## Stored items

## Start

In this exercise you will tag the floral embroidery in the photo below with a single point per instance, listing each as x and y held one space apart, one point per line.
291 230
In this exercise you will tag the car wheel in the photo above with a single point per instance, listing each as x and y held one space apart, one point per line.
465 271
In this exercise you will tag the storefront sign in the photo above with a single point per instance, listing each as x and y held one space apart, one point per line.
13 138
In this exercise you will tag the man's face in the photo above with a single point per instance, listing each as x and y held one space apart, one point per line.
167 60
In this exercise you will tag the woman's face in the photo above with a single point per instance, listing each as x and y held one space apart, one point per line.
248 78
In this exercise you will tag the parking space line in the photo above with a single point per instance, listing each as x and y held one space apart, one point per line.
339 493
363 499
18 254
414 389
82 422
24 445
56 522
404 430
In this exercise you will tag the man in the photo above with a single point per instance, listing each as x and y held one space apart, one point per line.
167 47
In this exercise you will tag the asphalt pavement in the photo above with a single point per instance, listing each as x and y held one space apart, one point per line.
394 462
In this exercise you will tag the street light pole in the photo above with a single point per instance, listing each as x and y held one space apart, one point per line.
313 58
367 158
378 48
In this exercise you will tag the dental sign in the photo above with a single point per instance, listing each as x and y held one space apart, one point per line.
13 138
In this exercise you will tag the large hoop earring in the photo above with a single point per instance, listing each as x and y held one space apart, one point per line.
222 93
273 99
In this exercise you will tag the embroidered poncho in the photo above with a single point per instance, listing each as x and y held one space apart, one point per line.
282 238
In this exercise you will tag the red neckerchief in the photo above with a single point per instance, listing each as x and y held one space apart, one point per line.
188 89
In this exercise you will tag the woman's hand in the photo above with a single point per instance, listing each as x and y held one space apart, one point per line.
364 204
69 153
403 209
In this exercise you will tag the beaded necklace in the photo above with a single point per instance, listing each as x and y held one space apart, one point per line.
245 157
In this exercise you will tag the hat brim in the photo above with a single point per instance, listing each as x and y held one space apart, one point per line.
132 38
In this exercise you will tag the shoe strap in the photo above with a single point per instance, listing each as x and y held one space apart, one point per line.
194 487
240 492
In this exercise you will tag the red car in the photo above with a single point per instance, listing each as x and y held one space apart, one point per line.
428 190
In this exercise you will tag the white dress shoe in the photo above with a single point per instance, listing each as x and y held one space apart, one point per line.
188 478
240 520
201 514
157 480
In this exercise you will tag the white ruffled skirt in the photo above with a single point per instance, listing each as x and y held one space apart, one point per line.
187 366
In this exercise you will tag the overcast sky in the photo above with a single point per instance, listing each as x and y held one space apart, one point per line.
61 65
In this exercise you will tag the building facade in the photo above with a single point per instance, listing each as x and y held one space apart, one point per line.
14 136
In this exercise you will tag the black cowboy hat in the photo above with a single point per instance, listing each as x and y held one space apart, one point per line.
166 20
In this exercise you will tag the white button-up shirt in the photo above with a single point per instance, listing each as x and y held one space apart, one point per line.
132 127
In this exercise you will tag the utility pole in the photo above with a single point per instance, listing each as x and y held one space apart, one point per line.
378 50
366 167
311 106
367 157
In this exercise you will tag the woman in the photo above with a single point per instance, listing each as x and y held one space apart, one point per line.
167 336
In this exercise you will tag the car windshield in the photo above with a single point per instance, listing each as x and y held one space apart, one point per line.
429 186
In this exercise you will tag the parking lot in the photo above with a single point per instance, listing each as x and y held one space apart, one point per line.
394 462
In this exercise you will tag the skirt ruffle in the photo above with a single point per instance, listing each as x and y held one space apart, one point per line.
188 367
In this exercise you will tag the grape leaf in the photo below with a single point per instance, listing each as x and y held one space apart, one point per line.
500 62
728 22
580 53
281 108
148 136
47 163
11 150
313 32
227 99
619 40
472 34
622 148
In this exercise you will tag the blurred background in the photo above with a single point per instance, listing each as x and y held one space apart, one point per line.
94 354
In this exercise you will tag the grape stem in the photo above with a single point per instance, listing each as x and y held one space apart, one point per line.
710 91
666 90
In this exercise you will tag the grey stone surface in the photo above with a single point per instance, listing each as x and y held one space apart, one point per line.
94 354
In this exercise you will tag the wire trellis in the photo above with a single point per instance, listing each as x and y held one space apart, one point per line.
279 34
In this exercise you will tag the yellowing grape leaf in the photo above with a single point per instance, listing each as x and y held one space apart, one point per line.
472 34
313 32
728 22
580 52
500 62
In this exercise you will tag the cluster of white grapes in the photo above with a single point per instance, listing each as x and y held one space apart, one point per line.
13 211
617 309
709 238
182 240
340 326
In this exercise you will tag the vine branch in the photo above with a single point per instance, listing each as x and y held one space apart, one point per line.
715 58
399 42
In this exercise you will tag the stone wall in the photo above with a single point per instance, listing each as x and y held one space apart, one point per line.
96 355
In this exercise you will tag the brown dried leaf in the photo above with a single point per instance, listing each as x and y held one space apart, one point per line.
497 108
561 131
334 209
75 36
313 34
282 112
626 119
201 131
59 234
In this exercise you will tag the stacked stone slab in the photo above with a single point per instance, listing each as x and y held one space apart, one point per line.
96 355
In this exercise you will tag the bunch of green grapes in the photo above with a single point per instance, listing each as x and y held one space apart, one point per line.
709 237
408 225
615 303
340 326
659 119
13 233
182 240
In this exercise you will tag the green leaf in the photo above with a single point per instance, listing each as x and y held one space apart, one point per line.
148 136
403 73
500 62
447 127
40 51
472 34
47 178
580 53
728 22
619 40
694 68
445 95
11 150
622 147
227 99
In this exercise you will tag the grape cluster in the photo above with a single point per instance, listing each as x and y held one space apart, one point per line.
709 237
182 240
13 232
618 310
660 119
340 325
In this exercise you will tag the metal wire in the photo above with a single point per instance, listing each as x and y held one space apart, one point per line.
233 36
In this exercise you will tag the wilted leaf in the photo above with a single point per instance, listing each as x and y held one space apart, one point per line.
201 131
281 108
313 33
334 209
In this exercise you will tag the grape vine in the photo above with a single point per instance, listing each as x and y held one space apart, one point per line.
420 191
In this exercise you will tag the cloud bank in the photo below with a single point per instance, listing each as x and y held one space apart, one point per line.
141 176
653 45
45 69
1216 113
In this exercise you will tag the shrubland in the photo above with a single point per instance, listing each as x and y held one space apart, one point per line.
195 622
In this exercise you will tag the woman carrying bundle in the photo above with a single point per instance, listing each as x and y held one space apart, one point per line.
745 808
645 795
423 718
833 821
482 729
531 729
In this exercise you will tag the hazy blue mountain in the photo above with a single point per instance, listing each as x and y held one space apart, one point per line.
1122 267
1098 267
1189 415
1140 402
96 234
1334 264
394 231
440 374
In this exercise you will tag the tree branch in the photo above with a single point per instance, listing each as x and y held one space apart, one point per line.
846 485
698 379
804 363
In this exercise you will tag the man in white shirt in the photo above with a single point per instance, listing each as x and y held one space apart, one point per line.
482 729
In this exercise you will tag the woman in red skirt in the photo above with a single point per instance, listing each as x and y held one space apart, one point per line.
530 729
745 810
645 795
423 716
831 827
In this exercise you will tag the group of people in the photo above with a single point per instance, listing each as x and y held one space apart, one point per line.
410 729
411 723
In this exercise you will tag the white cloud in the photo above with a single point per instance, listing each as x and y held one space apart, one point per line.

## End

## Required work
Format the lines from the one containing "In this exercise you will tag the group" through the end of the material, inclusive, as a numbered list. Omit any blank lines.

## Full solution
1. In this exercise you will tag the group of people in the photo above with a single point per instance, listing each as x and y held one space apart, one point per line.
2. 410 729
3. 411 723
4. In this exercise you will tag the white cloud in the photo above with a single point per instance, listing each as x and y held one space apart, one point per line.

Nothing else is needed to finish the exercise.